Rows of labeled boxes
++++++

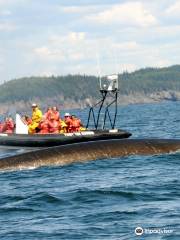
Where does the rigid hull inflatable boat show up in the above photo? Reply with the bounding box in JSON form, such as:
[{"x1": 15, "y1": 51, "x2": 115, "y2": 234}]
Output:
[
  {"x1": 0, "y1": 130, "x2": 131, "y2": 147},
  {"x1": 0, "y1": 75, "x2": 131, "y2": 147}
]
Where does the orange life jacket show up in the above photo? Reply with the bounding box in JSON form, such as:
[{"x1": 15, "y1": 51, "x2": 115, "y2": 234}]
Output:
[{"x1": 49, "y1": 120, "x2": 60, "y2": 133}]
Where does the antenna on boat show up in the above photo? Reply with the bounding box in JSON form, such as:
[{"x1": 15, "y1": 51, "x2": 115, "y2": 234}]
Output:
[{"x1": 86, "y1": 74, "x2": 119, "y2": 130}]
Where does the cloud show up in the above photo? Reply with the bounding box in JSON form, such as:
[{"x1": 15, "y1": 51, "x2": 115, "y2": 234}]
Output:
[
  {"x1": 0, "y1": 22, "x2": 18, "y2": 32},
  {"x1": 112, "y1": 41, "x2": 140, "y2": 51},
  {"x1": 87, "y1": 2, "x2": 157, "y2": 27},
  {"x1": 33, "y1": 46, "x2": 65, "y2": 61},
  {"x1": 166, "y1": 1, "x2": 180, "y2": 17},
  {"x1": 59, "y1": 5, "x2": 99, "y2": 14}
]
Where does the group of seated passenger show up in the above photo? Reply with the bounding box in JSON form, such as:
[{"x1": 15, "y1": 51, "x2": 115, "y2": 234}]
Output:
[
  {"x1": 0, "y1": 117, "x2": 15, "y2": 133},
  {"x1": 24, "y1": 103, "x2": 85, "y2": 134},
  {"x1": 0, "y1": 103, "x2": 86, "y2": 134}
]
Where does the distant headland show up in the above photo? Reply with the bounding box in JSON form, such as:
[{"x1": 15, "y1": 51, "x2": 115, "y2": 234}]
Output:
[{"x1": 0, "y1": 65, "x2": 180, "y2": 114}]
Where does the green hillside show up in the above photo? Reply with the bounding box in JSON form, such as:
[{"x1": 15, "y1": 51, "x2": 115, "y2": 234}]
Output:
[{"x1": 0, "y1": 65, "x2": 180, "y2": 104}]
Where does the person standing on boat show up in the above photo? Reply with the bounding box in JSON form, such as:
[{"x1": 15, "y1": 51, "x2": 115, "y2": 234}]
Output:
[
  {"x1": 2, "y1": 117, "x2": 15, "y2": 133},
  {"x1": 49, "y1": 107, "x2": 60, "y2": 134},
  {"x1": 29, "y1": 103, "x2": 42, "y2": 134},
  {"x1": 64, "y1": 113, "x2": 73, "y2": 133},
  {"x1": 52, "y1": 107, "x2": 60, "y2": 122}
]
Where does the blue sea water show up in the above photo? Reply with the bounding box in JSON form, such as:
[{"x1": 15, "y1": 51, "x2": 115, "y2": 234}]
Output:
[{"x1": 0, "y1": 102, "x2": 180, "y2": 240}]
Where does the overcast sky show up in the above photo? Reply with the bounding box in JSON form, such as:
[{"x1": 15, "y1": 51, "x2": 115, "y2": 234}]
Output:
[{"x1": 0, "y1": 0, "x2": 180, "y2": 82}]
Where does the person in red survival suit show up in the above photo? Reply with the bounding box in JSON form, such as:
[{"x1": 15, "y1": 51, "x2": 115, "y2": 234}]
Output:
[
  {"x1": 22, "y1": 115, "x2": 32, "y2": 125},
  {"x1": 71, "y1": 115, "x2": 82, "y2": 132},
  {"x1": 64, "y1": 113, "x2": 73, "y2": 133},
  {"x1": 0, "y1": 122, "x2": 3, "y2": 133},
  {"x1": 52, "y1": 107, "x2": 60, "y2": 121},
  {"x1": 48, "y1": 112, "x2": 60, "y2": 134},
  {"x1": 38, "y1": 116, "x2": 49, "y2": 134},
  {"x1": 2, "y1": 117, "x2": 15, "y2": 133},
  {"x1": 44, "y1": 107, "x2": 52, "y2": 120}
]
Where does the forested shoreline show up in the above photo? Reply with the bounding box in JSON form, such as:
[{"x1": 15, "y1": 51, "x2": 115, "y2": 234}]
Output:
[{"x1": 0, "y1": 65, "x2": 180, "y2": 113}]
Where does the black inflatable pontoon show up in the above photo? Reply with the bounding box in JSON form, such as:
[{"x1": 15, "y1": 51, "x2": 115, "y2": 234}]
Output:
[{"x1": 0, "y1": 130, "x2": 131, "y2": 147}]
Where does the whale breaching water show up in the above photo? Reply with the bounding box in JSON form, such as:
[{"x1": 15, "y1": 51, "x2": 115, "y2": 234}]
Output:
[{"x1": 0, "y1": 139, "x2": 180, "y2": 171}]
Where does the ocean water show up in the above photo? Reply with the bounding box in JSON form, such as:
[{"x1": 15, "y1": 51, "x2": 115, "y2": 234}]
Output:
[{"x1": 0, "y1": 102, "x2": 180, "y2": 240}]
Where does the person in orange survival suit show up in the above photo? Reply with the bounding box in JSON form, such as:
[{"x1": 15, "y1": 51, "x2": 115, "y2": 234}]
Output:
[
  {"x1": 28, "y1": 103, "x2": 42, "y2": 134},
  {"x1": 0, "y1": 122, "x2": 3, "y2": 133},
  {"x1": 48, "y1": 112, "x2": 60, "y2": 134},
  {"x1": 38, "y1": 116, "x2": 49, "y2": 134},
  {"x1": 22, "y1": 115, "x2": 32, "y2": 125},
  {"x1": 64, "y1": 113, "x2": 73, "y2": 133},
  {"x1": 2, "y1": 117, "x2": 15, "y2": 133},
  {"x1": 52, "y1": 107, "x2": 60, "y2": 121},
  {"x1": 44, "y1": 107, "x2": 52, "y2": 119},
  {"x1": 71, "y1": 115, "x2": 82, "y2": 132}
]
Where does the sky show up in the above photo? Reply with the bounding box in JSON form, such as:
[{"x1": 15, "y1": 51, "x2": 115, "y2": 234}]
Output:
[{"x1": 0, "y1": 0, "x2": 180, "y2": 82}]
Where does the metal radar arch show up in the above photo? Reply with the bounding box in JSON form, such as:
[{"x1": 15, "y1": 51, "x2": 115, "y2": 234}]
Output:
[{"x1": 86, "y1": 74, "x2": 119, "y2": 130}]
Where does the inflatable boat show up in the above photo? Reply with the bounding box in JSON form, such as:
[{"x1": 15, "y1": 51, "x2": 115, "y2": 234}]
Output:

++++++

* **Your instructions**
Could you put every line from the rows above into a Markdown table with the columns Number and Line, numbering each line and skipping blank ones? Leave the pictures out.

* **Result**
| Number | Line |
|---|---|
| 1 | Where does the rigid hull inflatable boat show up in the above photo? Reply with the bounding box in JSON form, such as: |
| 2 | [{"x1": 15, "y1": 51, "x2": 115, "y2": 234}] |
| 3 | Output: |
| 4 | [ |
| 5 |   {"x1": 0, "y1": 130, "x2": 131, "y2": 147}, |
| 6 |   {"x1": 0, "y1": 75, "x2": 131, "y2": 147} |
| 7 | ] |
| 8 | Where does the orange life jacket show up in the above photo? Reply with the bounding box in JSON form, such as: |
| 9 | [{"x1": 15, "y1": 51, "x2": 115, "y2": 234}] |
| 10 | Output: |
| 11 | [{"x1": 49, "y1": 120, "x2": 60, "y2": 133}] |
| 12 | Where does the antenna on boat show up in the above photo? Reply with the bounding box in JSON form, such as: |
| 13 | [{"x1": 15, "y1": 51, "x2": 115, "y2": 234}] |
| 14 | Output: |
| 15 | [{"x1": 86, "y1": 74, "x2": 119, "y2": 130}] |
| 16 | Where does the cloud show up in the above photo? Reply with the bounding box in JSON form, such as: |
| 17 | [{"x1": 15, "y1": 51, "x2": 115, "y2": 234}] |
| 18 | Output: |
| 19 | [ |
| 20 |   {"x1": 0, "y1": 22, "x2": 18, "y2": 32}, |
| 21 |   {"x1": 112, "y1": 41, "x2": 140, "y2": 51}, |
| 22 |   {"x1": 87, "y1": 2, "x2": 157, "y2": 27}, |
| 23 |   {"x1": 33, "y1": 46, "x2": 65, "y2": 61}, |
| 24 |   {"x1": 166, "y1": 1, "x2": 180, "y2": 17}, |
| 25 |   {"x1": 59, "y1": 5, "x2": 99, "y2": 14} |
| 26 | ] |
| 27 | Where does the group of seated passenger show up in the above photo? Reply with the bounding box in JSON form, such as: |
| 28 | [{"x1": 15, "y1": 51, "x2": 115, "y2": 234}] |
| 29 | Output: |
| 30 | [ |
| 31 |   {"x1": 0, "y1": 117, "x2": 15, "y2": 133}, |
| 32 |   {"x1": 24, "y1": 103, "x2": 85, "y2": 134}, |
| 33 |   {"x1": 0, "y1": 103, "x2": 86, "y2": 134} |
| 34 | ] |
| 35 | Where does the distant headland show up in the above photo? Reply with the bounding box in JSON form, such as: |
| 36 | [{"x1": 15, "y1": 51, "x2": 115, "y2": 234}] |
| 37 | Output: |
| 38 | [{"x1": 0, "y1": 65, "x2": 180, "y2": 114}] |
| 39 | Where does the green hillside show up in the above photo? Reply with the bounding box in JSON form, such as: |
| 40 | [{"x1": 15, "y1": 51, "x2": 115, "y2": 234}] |
| 41 | Output: |
| 42 | [{"x1": 0, "y1": 65, "x2": 180, "y2": 104}] |
| 43 | Where does the person standing on boat show up in the above photo? Reply with the bounding box in JSON form, such as: |
| 44 | [{"x1": 15, "y1": 51, "x2": 115, "y2": 234}] |
| 45 | Output: |
| 46 | [ |
| 47 |   {"x1": 2, "y1": 117, "x2": 15, "y2": 133}, |
| 48 |   {"x1": 49, "y1": 107, "x2": 60, "y2": 134}, |
| 49 |   {"x1": 29, "y1": 103, "x2": 42, "y2": 134}, |
| 50 |   {"x1": 64, "y1": 113, "x2": 73, "y2": 133}, |
| 51 |   {"x1": 52, "y1": 107, "x2": 60, "y2": 122} |
| 52 | ] |
| 53 | Where does the blue sea water show up in the above photo? Reply with the bounding box in JSON form, such as: |
| 54 | [{"x1": 15, "y1": 51, "x2": 115, "y2": 234}] |
| 55 | Output: |
| 56 | [{"x1": 0, "y1": 102, "x2": 180, "y2": 240}] |
| 57 | Where does the overcast sky show up in the above photo? Reply with the bounding box in JSON form, such as: |
| 58 | [{"x1": 15, "y1": 51, "x2": 115, "y2": 234}] |
| 59 | Output: |
| 60 | [{"x1": 0, "y1": 0, "x2": 180, "y2": 82}] |
| 61 | Where does the person in red survival suit show up in the above photo? Reply with the bounding box in JSON form, such as: |
| 62 | [{"x1": 15, "y1": 51, "x2": 115, "y2": 234}] |
| 63 | Output: |
| 64 | [ |
| 65 |   {"x1": 22, "y1": 115, "x2": 32, "y2": 125}, |
| 66 |   {"x1": 71, "y1": 115, "x2": 82, "y2": 132}, |
| 67 |   {"x1": 64, "y1": 113, "x2": 73, "y2": 133}, |
| 68 |   {"x1": 0, "y1": 122, "x2": 3, "y2": 133}, |
| 69 |   {"x1": 52, "y1": 107, "x2": 60, "y2": 121}, |
| 70 |   {"x1": 48, "y1": 112, "x2": 60, "y2": 134}, |
| 71 |   {"x1": 38, "y1": 116, "x2": 49, "y2": 134}, |
| 72 |   {"x1": 2, "y1": 117, "x2": 15, "y2": 133}, |
| 73 |   {"x1": 44, "y1": 107, "x2": 52, "y2": 120} |
| 74 | ] |
| 75 | Where does the forested shoreline show up in the above photo? Reply with the bounding box in JSON form, such as: |
| 76 | [{"x1": 15, "y1": 51, "x2": 115, "y2": 234}] |
| 77 | Output: |
| 78 | [{"x1": 0, "y1": 65, "x2": 180, "y2": 113}] |
| 79 | Where does the black inflatable pontoon show up in the above photo? Reply with the bounding box in JSON form, such as: |
| 80 | [{"x1": 15, "y1": 51, "x2": 115, "y2": 234}] |
| 81 | Output: |
| 82 | [{"x1": 0, "y1": 130, "x2": 131, "y2": 147}] |
| 83 | Where does the whale breaching water show up in the above photo? Reply with the bounding box in JSON form, such as: |
| 84 | [{"x1": 15, "y1": 51, "x2": 115, "y2": 234}] |
| 85 | Output: |
| 86 | [{"x1": 0, "y1": 139, "x2": 180, "y2": 171}] |
| 87 | Where does the ocean water show up in the above photo? Reply with the bounding box in JSON form, such as: |
| 88 | [{"x1": 15, "y1": 51, "x2": 115, "y2": 234}] |
| 89 | Output: |
| 90 | [{"x1": 0, "y1": 102, "x2": 180, "y2": 240}] |
| 91 | Where does the person in orange survival suit show up in the above photo? Reply with the bounding box in JSON form, such as: |
| 92 | [{"x1": 15, "y1": 51, "x2": 115, "y2": 234}] |
| 93 | Output: |
| 94 | [ |
| 95 |   {"x1": 28, "y1": 103, "x2": 42, "y2": 134}, |
| 96 |   {"x1": 0, "y1": 122, "x2": 3, "y2": 133}, |
| 97 |   {"x1": 48, "y1": 112, "x2": 60, "y2": 134}, |
| 98 |   {"x1": 38, "y1": 116, "x2": 49, "y2": 134}, |
| 99 |   {"x1": 22, "y1": 115, "x2": 32, "y2": 125}, |
| 100 |   {"x1": 64, "y1": 113, "x2": 73, "y2": 133}, |
| 101 |   {"x1": 2, "y1": 117, "x2": 15, "y2": 133}, |
| 102 |   {"x1": 52, "y1": 107, "x2": 60, "y2": 121}, |
| 103 |   {"x1": 44, "y1": 107, "x2": 52, "y2": 119}, |
| 104 |   {"x1": 71, "y1": 115, "x2": 82, "y2": 132} |
| 105 | ] |
| 106 | Where does the sky show up in the above photo? Reply with the bounding box in JSON form, such as: |
| 107 | [{"x1": 15, "y1": 51, "x2": 115, "y2": 234}] |
| 108 | Output: |
| 109 | [{"x1": 0, "y1": 0, "x2": 180, "y2": 82}] |
| 110 | Where does the metal radar arch show up in the above photo? Reply with the bounding box in JSON form, such as: |
| 111 | [{"x1": 15, "y1": 51, "x2": 115, "y2": 234}] |
| 112 | Output: |
| 113 | [{"x1": 86, "y1": 74, "x2": 119, "y2": 130}] |
| 114 | Where does the inflatable boat show up in the above photo? Reply with the bounding box in JSON form, such as: |
| 115 | [{"x1": 15, "y1": 51, "x2": 115, "y2": 234}] |
| 116 | Output: |